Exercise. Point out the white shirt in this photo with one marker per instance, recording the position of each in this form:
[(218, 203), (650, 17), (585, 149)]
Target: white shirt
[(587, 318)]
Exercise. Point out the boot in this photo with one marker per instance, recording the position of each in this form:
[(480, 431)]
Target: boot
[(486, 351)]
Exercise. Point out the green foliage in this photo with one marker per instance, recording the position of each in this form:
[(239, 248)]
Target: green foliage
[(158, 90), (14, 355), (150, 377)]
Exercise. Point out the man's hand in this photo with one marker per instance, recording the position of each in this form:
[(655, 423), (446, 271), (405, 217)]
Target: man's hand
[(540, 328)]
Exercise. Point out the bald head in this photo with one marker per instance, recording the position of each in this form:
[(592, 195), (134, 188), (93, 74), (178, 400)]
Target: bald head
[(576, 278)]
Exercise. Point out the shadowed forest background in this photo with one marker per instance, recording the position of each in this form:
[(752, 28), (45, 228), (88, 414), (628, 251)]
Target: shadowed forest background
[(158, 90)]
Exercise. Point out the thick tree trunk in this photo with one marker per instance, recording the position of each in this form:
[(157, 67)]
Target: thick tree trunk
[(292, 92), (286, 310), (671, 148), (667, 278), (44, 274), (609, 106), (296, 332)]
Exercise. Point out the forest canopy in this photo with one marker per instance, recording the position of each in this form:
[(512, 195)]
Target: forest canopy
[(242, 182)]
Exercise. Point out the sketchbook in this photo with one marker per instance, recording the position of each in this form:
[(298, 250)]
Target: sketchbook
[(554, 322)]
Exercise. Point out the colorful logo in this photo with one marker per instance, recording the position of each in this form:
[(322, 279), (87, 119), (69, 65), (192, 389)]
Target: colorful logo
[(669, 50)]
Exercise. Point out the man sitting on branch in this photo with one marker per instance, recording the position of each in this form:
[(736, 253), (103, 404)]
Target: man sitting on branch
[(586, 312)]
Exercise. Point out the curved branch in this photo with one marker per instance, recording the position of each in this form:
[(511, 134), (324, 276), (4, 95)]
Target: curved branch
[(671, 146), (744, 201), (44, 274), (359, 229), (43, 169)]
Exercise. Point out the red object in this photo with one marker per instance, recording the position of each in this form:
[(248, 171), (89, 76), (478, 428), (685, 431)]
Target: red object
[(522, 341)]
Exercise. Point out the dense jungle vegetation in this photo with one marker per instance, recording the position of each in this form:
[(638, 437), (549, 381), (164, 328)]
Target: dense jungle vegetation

════════

→ WHAT THE TASK REQUIRES:
The entries above are to be retyped exactly.

→ TASK ANSWER:
Exercise. Point out the white shirt in this photo with one marker per instance, recording the position of each in this form:
[(218, 203), (650, 17), (585, 149)]
Target: white shirt
[(587, 318)]
Exercise. Point out the boot in this photo with one marker per instance, recording the position of each in this form:
[(480, 431)]
Target: boot
[(486, 351)]
Exercise. Point out the green foliage in this photo with one marker per instance, recording the position of each in this form:
[(239, 248)]
Target: green foliage
[(158, 90), (14, 355), (150, 377)]
Exercise. Point out the man's hand in this photo with one marker per instance, recording the position of each in this form:
[(655, 423), (446, 271), (405, 217)]
Target: man's hand
[(540, 328)]
Exercise. Point out the bald head in this photo with one marker per instance, recording the position of each in this form:
[(592, 195), (134, 188), (93, 74), (178, 400)]
Target: bald head
[(576, 278)]
Exercise. Point out the shadowed forest background in this photo with one marker per instance, recording the position of each in this form:
[(752, 28), (45, 228), (88, 414), (628, 251)]
Target: shadowed forest background
[(158, 90)]
Exercise. Point out the thick tree trunk in this photo with one marker per instance, recording the position of each in this form:
[(157, 67)]
Target: thick tree trunk
[(292, 92), (286, 310), (671, 148), (667, 278), (44, 274), (609, 106), (296, 332)]
Exercise. Point out the forest canopy in this photo with one marker per instance, recording the position of each in this form:
[(512, 195)]
Target: forest canopy
[(242, 182)]
Exercise. Point out the sketchbook in this photo with one marker per instance, recording the position of each in this form:
[(298, 250)]
Target: sketchbook
[(554, 322)]
Exercise. Point out the colorful logo in this photo with one marker per instance, recording the position of each in this form:
[(322, 279), (87, 119), (69, 65), (192, 389)]
Target: colorful logo
[(669, 50)]
Exercise. Point out the man sitting on branch in this photo with one marker per instance, recording the position of each in this form:
[(736, 253), (103, 404)]
Target: man sitting on branch
[(586, 312)]
Exercise. Point out the curved branch in this photo with one marker per instance, recording the position of each in this form:
[(511, 134), (324, 276), (4, 95)]
Target: curved branch
[(671, 146), (744, 201), (44, 274), (359, 229), (43, 169)]
Exercise. Point out the red object in this photo with one marker per instance, recording the position of each in this form:
[(248, 171), (89, 76), (478, 428), (685, 431)]
Target: red object
[(522, 341)]
Exercise. Point out the dense jungle vegetation in this photo with one marker per instance, recording the position of each in this form:
[(638, 437), (549, 381), (164, 328)]
Target: dense jungle vegetation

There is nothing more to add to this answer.